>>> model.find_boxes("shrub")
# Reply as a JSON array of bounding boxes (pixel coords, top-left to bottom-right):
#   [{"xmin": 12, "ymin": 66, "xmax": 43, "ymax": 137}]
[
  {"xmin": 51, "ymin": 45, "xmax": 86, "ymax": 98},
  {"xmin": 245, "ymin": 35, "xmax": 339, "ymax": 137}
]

----------------

__Aim of the task__. Can you rewrite the records with "shrub" replaced by "bush" and nothing else changed?

__The output__.
>>> model.find_boxes("bush")
# Reply as a JSON array of bounding boxes (pixel coords, top-left to bottom-right):
#   [{"xmin": 12, "ymin": 66, "xmax": 43, "ymax": 137}]
[
  {"xmin": 51, "ymin": 45, "xmax": 86, "ymax": 98},
  {"xmin": 245, "ymin": 35, "xmax": 339, "ymax": 137}
]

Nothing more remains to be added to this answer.